** Task instructions **
Return the entries below word for word, starting at their first line and ending at the line containing "pixel 843 190", with both ends included. Leave the pictures out of your answer.

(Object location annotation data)
==============================

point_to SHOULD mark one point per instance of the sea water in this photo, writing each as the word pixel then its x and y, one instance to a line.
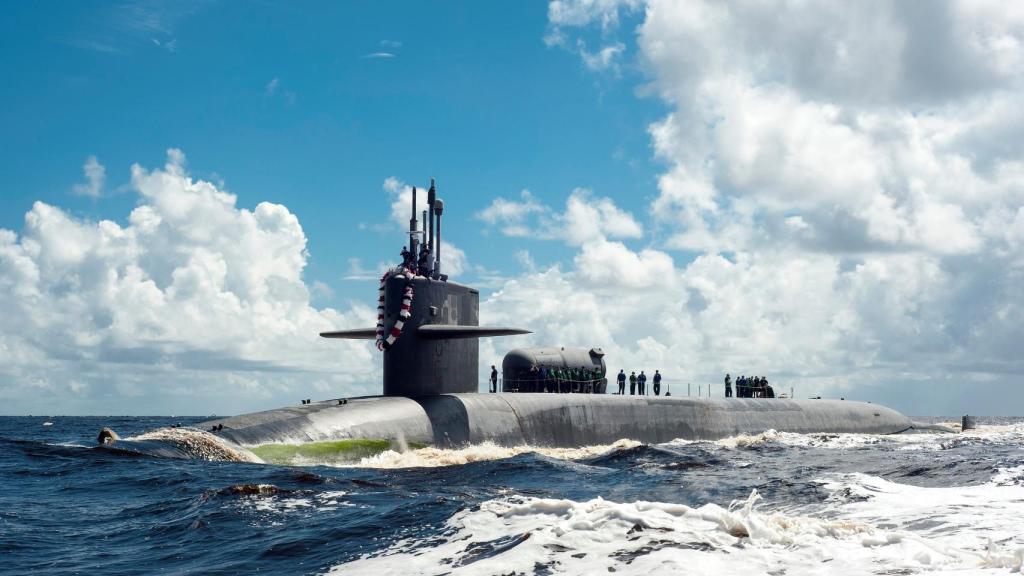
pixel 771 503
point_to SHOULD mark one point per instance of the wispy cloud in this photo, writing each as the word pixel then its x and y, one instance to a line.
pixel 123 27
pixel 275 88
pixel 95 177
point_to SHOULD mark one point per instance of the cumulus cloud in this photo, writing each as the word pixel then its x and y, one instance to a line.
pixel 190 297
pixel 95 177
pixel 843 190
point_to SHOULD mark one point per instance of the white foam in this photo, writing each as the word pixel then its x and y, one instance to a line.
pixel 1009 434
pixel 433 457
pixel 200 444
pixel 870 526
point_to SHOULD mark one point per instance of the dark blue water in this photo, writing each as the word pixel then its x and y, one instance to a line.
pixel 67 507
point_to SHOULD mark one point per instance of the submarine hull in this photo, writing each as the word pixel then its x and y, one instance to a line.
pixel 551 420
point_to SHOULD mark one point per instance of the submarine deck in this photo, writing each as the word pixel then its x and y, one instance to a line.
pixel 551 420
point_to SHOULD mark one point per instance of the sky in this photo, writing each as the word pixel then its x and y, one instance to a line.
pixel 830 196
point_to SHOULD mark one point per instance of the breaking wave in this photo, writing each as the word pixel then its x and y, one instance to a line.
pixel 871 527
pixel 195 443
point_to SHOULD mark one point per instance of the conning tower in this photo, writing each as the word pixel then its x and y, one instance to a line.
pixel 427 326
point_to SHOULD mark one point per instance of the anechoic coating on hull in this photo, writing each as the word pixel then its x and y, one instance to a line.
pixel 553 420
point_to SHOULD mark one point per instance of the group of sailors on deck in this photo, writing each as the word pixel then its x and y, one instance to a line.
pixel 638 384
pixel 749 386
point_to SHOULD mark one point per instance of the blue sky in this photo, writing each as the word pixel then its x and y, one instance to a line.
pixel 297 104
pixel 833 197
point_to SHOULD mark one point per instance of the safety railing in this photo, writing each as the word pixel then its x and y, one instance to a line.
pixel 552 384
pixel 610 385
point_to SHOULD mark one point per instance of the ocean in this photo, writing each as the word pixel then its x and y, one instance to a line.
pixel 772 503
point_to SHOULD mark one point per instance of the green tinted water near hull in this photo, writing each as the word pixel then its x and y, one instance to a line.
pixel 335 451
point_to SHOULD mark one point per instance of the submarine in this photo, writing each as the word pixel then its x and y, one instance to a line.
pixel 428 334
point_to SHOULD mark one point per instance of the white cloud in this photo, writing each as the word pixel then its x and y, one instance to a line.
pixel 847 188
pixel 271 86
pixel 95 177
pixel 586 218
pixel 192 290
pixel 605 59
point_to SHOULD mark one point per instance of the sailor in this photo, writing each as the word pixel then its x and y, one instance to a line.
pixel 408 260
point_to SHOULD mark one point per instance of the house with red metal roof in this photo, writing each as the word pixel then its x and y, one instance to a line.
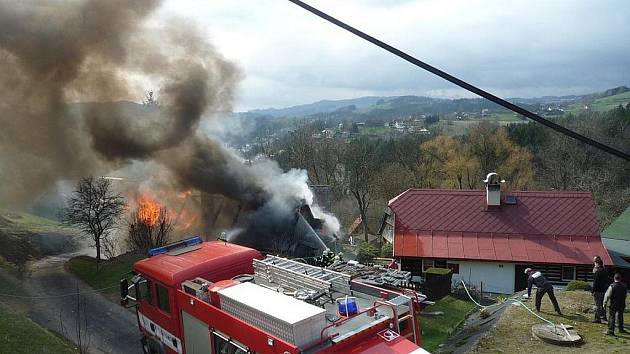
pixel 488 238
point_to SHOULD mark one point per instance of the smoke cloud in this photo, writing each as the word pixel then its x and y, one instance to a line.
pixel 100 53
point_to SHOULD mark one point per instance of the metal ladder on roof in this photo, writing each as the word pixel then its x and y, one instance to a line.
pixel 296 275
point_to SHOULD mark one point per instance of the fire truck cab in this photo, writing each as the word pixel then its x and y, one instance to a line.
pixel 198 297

==============================

** Written answer **
point_to SHOULD mark one point per instance of the sea water in this photo, writing each as the word pixel then its x and y, one instance to a line.
pixel 771 503
point_to SHOULD mark one point per instance of the wispy cloud in this photo, writing each as the word pixel then its x and y, one instance to a line.
pixel 123 27
pixel 275 88
pixel 95 177
point_to SHOULD mark one point per instance of the cumulus cloud in this photo, writing each as the word pixel then its x and y, one instance to a line.
pixel 190 297
pixel 95 177
pixel 843 190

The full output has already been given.